START GIVEN DATA

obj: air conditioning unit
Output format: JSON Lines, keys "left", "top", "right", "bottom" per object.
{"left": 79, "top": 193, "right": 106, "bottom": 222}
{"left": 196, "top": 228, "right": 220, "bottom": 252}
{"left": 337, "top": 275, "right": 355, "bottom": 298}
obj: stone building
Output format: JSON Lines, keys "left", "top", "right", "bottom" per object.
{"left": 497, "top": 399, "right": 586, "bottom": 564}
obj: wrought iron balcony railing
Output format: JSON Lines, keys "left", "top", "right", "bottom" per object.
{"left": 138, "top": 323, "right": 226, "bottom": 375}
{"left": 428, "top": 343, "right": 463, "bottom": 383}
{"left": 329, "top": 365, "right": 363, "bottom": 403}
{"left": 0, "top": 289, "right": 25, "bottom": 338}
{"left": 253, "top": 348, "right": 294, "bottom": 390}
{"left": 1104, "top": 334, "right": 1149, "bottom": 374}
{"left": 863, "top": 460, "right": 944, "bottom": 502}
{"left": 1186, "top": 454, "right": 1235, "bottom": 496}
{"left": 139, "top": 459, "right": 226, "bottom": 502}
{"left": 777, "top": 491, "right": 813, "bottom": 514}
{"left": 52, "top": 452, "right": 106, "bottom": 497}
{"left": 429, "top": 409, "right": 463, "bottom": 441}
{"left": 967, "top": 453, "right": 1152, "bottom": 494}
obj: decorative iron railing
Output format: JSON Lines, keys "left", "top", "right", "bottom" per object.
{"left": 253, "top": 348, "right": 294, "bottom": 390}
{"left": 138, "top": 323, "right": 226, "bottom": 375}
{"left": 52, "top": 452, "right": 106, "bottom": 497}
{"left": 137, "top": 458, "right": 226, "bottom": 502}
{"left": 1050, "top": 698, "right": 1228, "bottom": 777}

END GIVEN DATA

> WHAT TO DO:
Start at the line with "obj: wrought iron balcony railing" and stop at the end of the records. Write those lines out exactly and add nothing.

> RESULT FOR THIS EXERCISE:
obj: wrought iron balcony railing
Output format: JSON Lines, keys "left", "top", "right", "bottom" per object.
{"left": 138, "top": 323, "right": 226, "bottom": 375}
{"left": 428, "top": 343, "right": 463, "bottom": 383}
{"left": 329, "top": 365, "right": 363, "bottom": 403}
{"left": 0, "top": 289, "right": 25, "bottom": 338}
{"left": 253, "top": 348, "right": 294, "bottom": 390}
{"left": 1104, "top": 334, "right": 1149, "bottom": 374}
{"left": 863, "top": 460, "right": 944, "bottom": 502}
{"left": 1186, "top": 454, "right": 1235, "bottom": 496}
{"left": 139, "top": 459, "right": 226, "bottom": 502}
{"left": 777, "top": 491, "right": 813, "bottom": 514}
{"left": 52, "top": 452, "right": 106, "bottom": 497}
{"left": 429, "top": 409, "right": 463, "bottom": 441}
{"left": 967, "top": 453, "right": 1152, "bottom": 494}
obj: decorative iron railing
Output format: JSON Lines, keys "left", "top", "right", "bottom" per object.
{"left": 253, "top": 348, "right": 294, "bottom": 390}
{"left": 138, "top": 323, "right": 226, "bottom": 375}
{"left": 52, "top": 452, "right": 106, "bottom": 497}
{"left": 137, "top": 458, "right": 226, "bottom": 502}
{"left": 1050, "top": 698, "right": 1228, "bottom": 777}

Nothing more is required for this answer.